### REQUIRED TASK
Reproduce each line of the data below verbatim, without altering, omitting, or adding anything.

### EXTRACTED INFORMATION
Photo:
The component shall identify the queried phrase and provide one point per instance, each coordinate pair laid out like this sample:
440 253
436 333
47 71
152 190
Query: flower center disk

### TASK RESPONSE
Photo:
The component shall identify the queried phrase and provide one point per instance, each coordinate pair laid out like this sample:
440 253
436 333
47 71
152 190
Query: flower center disk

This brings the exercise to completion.